-- Supplied material start --
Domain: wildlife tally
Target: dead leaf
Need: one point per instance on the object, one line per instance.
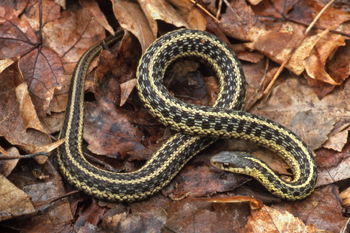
(131, 17)
(126, 89)
(322, 209)
(96, 13)
(14, 202)
(12, 127)
(271, 220)
(17, 36)
(6, 166)
(26, 107)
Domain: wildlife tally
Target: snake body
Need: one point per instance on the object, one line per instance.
(198, 126)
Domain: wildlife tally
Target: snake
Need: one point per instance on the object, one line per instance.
(197, 127)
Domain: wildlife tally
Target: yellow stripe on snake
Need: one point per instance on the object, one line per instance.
(198, 126)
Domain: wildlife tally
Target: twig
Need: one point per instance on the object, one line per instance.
(295, 47)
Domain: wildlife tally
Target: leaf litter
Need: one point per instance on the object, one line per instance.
(311, 97)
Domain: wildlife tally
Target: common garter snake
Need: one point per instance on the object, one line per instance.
(199, 126)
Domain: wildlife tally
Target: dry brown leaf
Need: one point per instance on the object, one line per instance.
(161, 10)
(345, 195)
(125, 90)
(315, 63)
(3, 151)
(6, 166)
(322, 208)
(26, 107)
(12, 127)
(96, 13)
(271, 220)
(300, 110)
(43, 71)
(70, 36)
(131, 17)
(14, 202)
(4, 63)
(336, 142)
(191, 15)
(50, 11)
(17, 36)
(250, 31)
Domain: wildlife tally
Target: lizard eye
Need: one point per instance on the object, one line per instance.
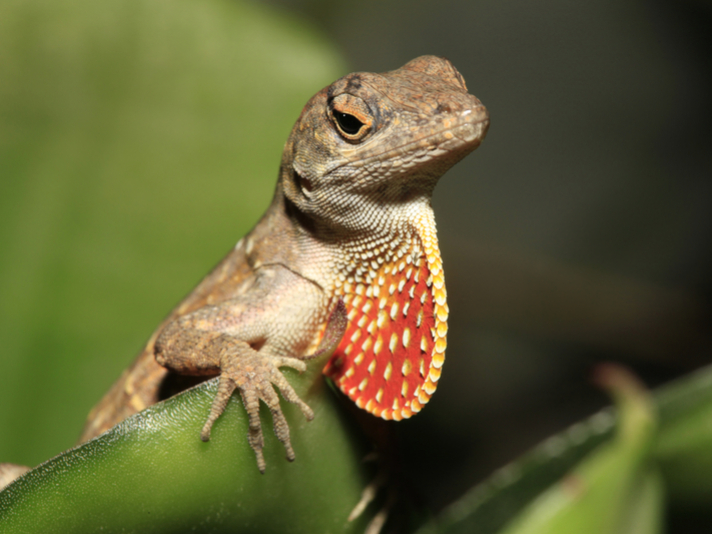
(348, 124)
(351, 117)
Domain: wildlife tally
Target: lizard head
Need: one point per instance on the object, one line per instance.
(369, 145)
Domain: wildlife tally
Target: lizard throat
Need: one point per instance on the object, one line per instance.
(390, 358)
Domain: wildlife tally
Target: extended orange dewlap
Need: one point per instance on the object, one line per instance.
(390, 357)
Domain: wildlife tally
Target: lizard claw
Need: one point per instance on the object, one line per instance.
(255, 375)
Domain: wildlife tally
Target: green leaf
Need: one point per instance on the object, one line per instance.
(153, 474)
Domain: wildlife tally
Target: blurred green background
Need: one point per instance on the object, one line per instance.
(140, 139)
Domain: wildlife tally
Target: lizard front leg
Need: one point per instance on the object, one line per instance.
(246, 340)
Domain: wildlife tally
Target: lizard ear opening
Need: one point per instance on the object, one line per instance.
(303, 184)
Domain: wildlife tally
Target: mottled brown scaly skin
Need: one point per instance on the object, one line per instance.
(354, 189)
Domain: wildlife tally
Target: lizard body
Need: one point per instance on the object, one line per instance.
(346, 257)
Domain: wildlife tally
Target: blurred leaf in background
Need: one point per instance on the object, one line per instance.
(139, 139)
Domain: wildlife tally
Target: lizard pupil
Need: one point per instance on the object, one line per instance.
(348, 124)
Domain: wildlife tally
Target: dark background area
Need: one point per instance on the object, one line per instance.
(579, 231)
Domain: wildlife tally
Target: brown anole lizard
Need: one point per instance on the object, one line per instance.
(345, 257)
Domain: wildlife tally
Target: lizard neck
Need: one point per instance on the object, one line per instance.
(392, 283)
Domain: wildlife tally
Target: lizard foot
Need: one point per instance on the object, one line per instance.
(255, 376)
-- Supplied material end --
Exercise objective:
Transcribe the full listing above exactly, with the images removed.

Response to this task:
Domain: wildlife tally
Target: dead leaf
Need: one point per instance on the object, one line per instance.
(131, 17)
(126, 89)
(322, 209)
(96, 13)
(14, 202)
(12, 127)
(271, 220)
(17, 36)
(6, 166)
(26, 107)
Domain: wildlife tally
Target: snake body
Need: one point per instance on the object, one line per instance.
(198, 126)
Domain: wildlife tally
Target: snake
Need: one point per instance on the object, one line per instance.
(197, 127)
Domain: wildlife tally
Target: yellow stripe on snake
Need: one point per instance on the object, one line per instance.
(198, 126)
Domain: wildlife tally
Target: twig
Need: one point per instance on the object, one line per instance.
(295, 47)
Domain: wildlife tally
Target: leaf litter
Need: one point per instance on the object, one line per instance.
(311, 97)
Domain: wildlife tally
Target: common garter snake
Need: one point per instance on the object, one line per instance.
(199, 126)
Domain: wildlife tally
Target: dry brown leaf
Need: one point per instance on the object, one line per instance.
(161, 10)
(345, 195)
(125, 90)
(315, 63)
(3, 151)
(6, 166)
(322, 208)
(26, 107)
(12, 127)
(96, 13)
(271, 220)
(300, 110)
(43, 71)
(70, 36)
(131, 17)
(14, 202)
(4, 63)
(336, 142)
(191, 15)
(50, 11)
(17, 36)
(250, 31)
Domain: wildlife tally
Target: lizard eye
Need: one point per instance on the object, one line per instance.
(348, 124)
(351, 117)
Domain: wildlife tally
Target: lizard head
Need: one point per instance on the object, one line per instance.
(369, 145)
Domain: wildlife tally
Target: lizard throat
Need: one point per instance on the object, one line per instance.
(390, 358)
Domain: wildlife tally
Target: extended orange dewlap
Need: one point per instance on the object, one line per instance.
(390, 357)
Domain: wildlife tally
Target: lizard claw
Need: one point per instance on the object, one line per instance.
(255, 375)
Domain: wildlife tally
Target: green leaf
Need: one point per instance on the object, one line per instance.
(153, 474)
Domain: wildlife tally
Target: blurred green background
Need: one point per instance on the object, one line per instance.
(140, 139)
Domain: wildlife tally
Target: lizard front leg
Need: one point per instance on the object, one line per instance.
(246, 340)
Domain: wildlife tally
Target: lizard ear opening
Need: one point per instance on the object, one line per instance.
(303, 184)
Domain: wildlife tally
Target: mottled brown scaly skin
Need: one point per instance on the object, one line per instance.
(354, 189)
Domain: wildlife tally
Target: lizard body
Need: one point per instance on the object, one line per instance.
(346, 257)
Domain: wildlife tally
Target: blurred leaf in background
Need: one point per instance on the object, one line per instance.
(139, 139)
Domain: wildlife tally
Target: lizard pupil
Need: one point per instance on the object, one line per instance.
(348, 124)
Domain: wildlife tally
Target: dark background area
Need: one point per instance on the object, one line per instance.
(579, 231)
Domain: wildlife tally
Target: brown anole lizard
Need: one point per instance on the object, one line per instance.
(345, 257)
Domain: wildlife tally
Target: lizard neck
Need: one point per instance on the object, one line per instance.
(392, 283)
Domain: wildlife tally
Target: lizard foot
Need: one point per instance on the object, one line per instance.
(255, 376)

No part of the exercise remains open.